== SUPPLIED RECORDS ==

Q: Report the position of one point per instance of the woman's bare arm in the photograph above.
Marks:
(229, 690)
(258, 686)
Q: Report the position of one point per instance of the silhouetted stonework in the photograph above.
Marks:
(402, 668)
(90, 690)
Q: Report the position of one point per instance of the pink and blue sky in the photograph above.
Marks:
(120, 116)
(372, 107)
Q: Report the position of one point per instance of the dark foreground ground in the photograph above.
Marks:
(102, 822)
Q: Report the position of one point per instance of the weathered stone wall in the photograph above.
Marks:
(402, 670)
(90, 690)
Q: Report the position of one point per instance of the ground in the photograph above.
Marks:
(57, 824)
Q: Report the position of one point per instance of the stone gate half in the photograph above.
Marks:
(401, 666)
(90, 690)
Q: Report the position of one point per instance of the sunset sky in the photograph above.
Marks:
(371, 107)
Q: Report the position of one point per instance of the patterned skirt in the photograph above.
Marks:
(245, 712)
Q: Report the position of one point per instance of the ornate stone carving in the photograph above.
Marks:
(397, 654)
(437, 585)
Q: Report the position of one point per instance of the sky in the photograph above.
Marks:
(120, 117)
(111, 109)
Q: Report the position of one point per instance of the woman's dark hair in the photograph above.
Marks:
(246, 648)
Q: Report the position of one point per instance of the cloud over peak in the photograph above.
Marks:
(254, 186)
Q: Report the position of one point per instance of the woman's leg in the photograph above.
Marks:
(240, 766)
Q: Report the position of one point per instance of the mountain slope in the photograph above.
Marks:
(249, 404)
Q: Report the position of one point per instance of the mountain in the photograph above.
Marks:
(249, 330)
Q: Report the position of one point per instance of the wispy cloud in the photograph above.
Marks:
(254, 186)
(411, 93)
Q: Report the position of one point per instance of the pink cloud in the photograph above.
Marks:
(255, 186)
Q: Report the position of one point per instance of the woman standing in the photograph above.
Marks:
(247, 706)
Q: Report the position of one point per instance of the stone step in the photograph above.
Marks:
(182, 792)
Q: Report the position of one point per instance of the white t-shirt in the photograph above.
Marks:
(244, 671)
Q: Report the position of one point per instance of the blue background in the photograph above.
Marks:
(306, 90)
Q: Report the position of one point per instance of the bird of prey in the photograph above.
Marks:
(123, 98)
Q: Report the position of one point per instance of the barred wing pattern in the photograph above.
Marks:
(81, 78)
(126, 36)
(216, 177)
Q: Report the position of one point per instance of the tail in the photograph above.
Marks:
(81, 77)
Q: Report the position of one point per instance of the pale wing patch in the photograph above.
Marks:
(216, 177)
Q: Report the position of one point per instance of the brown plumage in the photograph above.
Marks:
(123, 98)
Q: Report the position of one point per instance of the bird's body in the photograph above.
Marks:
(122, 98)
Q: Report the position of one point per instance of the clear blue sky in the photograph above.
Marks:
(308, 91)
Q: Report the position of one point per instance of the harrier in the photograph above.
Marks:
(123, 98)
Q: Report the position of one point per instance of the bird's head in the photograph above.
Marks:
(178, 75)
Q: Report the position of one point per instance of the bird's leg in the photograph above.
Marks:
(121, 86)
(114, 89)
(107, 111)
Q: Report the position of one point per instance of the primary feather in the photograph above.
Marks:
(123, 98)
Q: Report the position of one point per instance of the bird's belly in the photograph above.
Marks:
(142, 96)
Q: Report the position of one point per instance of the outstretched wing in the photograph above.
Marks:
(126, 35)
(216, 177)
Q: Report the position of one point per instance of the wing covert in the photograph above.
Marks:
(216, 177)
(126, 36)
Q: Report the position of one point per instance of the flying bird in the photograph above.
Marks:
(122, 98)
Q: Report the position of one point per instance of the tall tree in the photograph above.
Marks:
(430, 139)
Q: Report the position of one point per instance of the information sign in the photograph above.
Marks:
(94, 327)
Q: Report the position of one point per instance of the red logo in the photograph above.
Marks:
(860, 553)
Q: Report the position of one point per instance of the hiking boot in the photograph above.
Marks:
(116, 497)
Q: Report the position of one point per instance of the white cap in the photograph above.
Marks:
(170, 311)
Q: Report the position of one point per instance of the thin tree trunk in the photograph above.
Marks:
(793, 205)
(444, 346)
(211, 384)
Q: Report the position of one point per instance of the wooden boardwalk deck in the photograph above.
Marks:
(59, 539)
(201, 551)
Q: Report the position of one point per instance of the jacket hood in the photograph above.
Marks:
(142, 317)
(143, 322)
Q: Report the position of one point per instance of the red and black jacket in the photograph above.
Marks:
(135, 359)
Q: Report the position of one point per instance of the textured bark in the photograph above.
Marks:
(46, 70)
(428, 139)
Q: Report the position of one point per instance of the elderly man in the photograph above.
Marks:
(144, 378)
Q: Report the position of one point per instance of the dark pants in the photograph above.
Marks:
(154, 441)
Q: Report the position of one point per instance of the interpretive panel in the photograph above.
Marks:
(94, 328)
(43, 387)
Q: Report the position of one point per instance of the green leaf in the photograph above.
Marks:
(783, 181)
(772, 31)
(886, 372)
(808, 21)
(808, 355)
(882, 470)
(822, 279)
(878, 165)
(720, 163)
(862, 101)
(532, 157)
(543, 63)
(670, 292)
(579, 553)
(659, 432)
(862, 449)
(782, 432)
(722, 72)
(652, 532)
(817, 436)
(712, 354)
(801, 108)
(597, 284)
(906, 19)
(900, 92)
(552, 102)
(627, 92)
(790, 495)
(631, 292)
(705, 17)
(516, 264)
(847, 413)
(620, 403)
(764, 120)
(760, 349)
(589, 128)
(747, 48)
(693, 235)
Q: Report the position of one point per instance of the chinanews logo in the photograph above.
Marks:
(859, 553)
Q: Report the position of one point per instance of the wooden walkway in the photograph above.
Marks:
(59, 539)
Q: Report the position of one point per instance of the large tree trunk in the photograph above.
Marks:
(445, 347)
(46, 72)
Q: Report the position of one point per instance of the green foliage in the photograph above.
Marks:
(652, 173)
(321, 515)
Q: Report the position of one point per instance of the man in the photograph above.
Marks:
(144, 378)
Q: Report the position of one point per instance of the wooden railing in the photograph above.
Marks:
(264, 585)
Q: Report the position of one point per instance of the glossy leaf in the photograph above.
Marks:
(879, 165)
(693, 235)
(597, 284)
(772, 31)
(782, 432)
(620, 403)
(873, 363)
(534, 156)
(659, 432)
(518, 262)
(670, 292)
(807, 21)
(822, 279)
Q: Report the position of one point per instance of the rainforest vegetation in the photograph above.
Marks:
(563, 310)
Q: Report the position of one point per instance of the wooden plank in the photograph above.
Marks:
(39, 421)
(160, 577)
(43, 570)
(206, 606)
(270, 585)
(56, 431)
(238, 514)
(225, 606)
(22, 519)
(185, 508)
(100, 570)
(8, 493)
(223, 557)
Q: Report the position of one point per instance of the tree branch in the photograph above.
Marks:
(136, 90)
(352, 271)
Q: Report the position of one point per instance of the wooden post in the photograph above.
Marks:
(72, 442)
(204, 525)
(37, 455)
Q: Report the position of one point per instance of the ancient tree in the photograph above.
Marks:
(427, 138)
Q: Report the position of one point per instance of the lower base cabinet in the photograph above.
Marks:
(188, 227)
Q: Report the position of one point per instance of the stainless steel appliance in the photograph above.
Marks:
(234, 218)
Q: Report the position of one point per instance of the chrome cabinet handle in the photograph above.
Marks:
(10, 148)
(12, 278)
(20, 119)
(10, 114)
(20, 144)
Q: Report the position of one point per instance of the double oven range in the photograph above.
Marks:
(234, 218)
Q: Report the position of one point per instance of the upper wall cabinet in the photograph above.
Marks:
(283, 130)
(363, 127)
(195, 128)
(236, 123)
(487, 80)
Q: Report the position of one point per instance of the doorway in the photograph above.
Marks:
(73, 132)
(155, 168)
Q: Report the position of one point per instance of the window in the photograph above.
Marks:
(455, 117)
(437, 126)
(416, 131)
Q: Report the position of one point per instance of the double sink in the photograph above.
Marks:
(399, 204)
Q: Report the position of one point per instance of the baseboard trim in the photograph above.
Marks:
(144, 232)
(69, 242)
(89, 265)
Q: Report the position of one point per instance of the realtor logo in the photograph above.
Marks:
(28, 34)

===

*WHAT IS NEEDED:*
Write out, word for word, the line containing "vegetation in the photograph above." and every line after it to the end of the data above.

*WRITTEN ANSWER:*
Q: Report the position of one point per instance of the rainforest vegetation in the photograph above.
Marks:
(563, 310)
Q: Report the position of one point per instance of the wooden plank in the photograph above.
Marks:
(39, 421)
(160, 577)
(43, 570)
(206, 606)
(270, 585)
(56, 431)
(238, 514)
(225, 606)
(22, 519)
(185, 508)
(100, 570)
(8, 493)
(223, 557)
Q: Report the position of one point per instance of the tree branch in the photograph above.
Marks:
(136, 90)
(352, 271)
Q: Report the position of one point per instance of the wooden post in the photograph above.
Marks:
(72, 442)
(204, 525)
(37, 455)
Q: Report the position of one point per instance of the ancient tree in the photograph above.
Marks:
(427, 138)
Q: Report the position of one point per instance of the lower base cabinet in the photograph above.
Marks:
(188, 227)
Q: Report the position of one point per instance of the stainless steel appliance in the photograph above.
Marks:
(234, 218)
Q: Report the position of one point per instance of the chrome cabinet handle in the photograph above.
Marks:
(10, 148)
(12, 278)
(20, 119)
(10, 114)
(20, 144)
Q: Report the position of one point per instance of the double oven range in the photograph above.
Marks:
(234, 218)
Q: Report the position of one point per instance of the upper wall cabinet in the photograph above.
Marks:
(283, 130)
(363, 127)
(195, 128)
(236, 123)
(487, 80)
Q: Report the position of one point per instance of the doorway in the photograph above.
Marks:
(73, 132)
(155, 168)
Q: Report the position of one point per instance of the window in the photograph above.
Marks:
(455, 117)
(437, 126)
(416, 131)
Q: Report the position of one point per instance of the double sink in the photograph above.
Marks:
(399, 204)
Q: Report the position of one point per instance of the baseboard trim in the photograph above.
Marks:
(144, 232)
(69, 242)
(89, 265)
Q: Report the position of one point per instance of the realtor logo in the photograph above.
Marks:
(28, 34)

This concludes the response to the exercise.